• [Study text]
····················

Luke 6


Reading Luke and Acts in 2020

Week 6  |  Luke 6

Luke 6 Reflections and Questions

By Rev. Juan Quintanilla

Luke was a medical doctor and also a gentile which gives him a unique distinction as a New Testament writer. Not being a Jew, he had a different perspective on life, humanity, the world, and Jesus Christ, so this gospel is written with gentiles in mind. 

As I meditated on this chapter, l felt impacted by the short but powerful sermon. The new values are kingdom values.

In life, we tend to look for answers to our questions, yet in this chapter there are very interesting questions asked by Jesus. Luke 6 is full of questions that will reveal how the new values challenge the old values of the world, so get ready!

The chapter began with two incidents where Jesus challenged the sabbath, holding people’s needs as more important than the moral law. Jesus quoted the Old Testament to the Pharisees, referencing when David ate consecrated bread. The disciples are hungry. 

The first question came when the Pharisees asked Jesus: “Why are you doing that, breaking a Sabbath rule?”

According to the Pharisees, Jesus’ disciples “broke” the Sabbath. “..His disciples began to pick some heads of grain, rub them in their hands and eat the kernels. Some of the Pharisees asked, “Why are you doing what is unlawful on the Sabbath?”  Jesus answered them, “Have you never read what David did when he and his companions were hungry? …

Of course, they knew. But by questioning them and quoting the Old Testament, he makes the point that if it was okay then, it is okay now to see beyond the sabbath. The value is to deal with hunger in a practical way. 

Jesus asked:
  • "Haven’t you read what David and his companions did when they were hungry?"

····················

• [Source data]
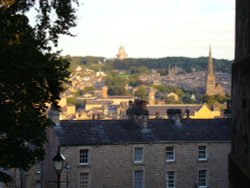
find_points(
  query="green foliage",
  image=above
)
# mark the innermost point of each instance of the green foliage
(141, 92)
(88, 89)
(30, 76)
(72, 100)
(116, 85)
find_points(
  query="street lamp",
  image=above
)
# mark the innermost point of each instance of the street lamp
(58, 165)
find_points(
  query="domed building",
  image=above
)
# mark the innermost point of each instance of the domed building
(121, 53)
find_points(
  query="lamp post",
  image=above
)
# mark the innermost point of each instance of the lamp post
(58, 165)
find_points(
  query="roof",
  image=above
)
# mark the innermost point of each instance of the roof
(106, 132)
(162, 109)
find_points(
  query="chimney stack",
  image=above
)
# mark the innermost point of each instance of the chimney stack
(174, 114)
(54, 114)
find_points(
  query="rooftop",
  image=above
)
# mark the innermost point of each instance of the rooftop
(106, 132)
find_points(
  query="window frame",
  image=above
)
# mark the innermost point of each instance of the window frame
(81, 156)
(167, 153)
(82, 181)
(202, 156)
(206, 178)
(167, 178)
(141, 154)
(142, 179)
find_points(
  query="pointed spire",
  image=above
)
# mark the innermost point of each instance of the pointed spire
(210, 70)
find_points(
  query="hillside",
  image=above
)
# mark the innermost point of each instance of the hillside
(185, 63)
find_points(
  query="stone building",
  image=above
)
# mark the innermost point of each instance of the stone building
(239, 159)
(212, 88)
(138, 152)
(121, 53)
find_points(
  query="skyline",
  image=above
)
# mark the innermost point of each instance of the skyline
(153, 29)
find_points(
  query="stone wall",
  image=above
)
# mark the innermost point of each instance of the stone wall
(112, 166)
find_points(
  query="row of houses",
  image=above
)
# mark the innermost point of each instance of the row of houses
(135, 152)
(138, 152)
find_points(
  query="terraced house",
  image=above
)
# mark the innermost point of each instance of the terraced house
(138, 152)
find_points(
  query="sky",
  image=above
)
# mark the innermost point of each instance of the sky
(152, 28)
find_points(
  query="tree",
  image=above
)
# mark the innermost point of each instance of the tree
(141, 92)
(31, 76)
(116, 85)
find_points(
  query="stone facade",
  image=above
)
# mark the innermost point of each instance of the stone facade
(112, 166)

····················

• [Exercises]
1. In the Luke 6 reflection, repeat the passage starting at "Luke was a medical" and ending at "are kingdom values.".
2. According to the Luke 6 reflection, what was Luke's profession?
3. The Luke 6 reflection says Luke had a different perspective because he was not a Jew. List everything it names as subjects of that different perspective.
The entries are not needed for any of the work that follows.

• [Per-task answers]
1.
Luke was a medical doctor and also a gentile which gives him a unique distinction as a New Testament writer. Not being a Jew, he had a different perspective on life, humanity, the world, and Jesus Christ, so this gospel is written with gentiles in mind. 

As I meditated on this chapter, l felt impacted by the short but powerful sermon. The new values are kingdom values.

2. Luke was a medical doctor.

3. Life, humanity, the world, and Jesus Christ.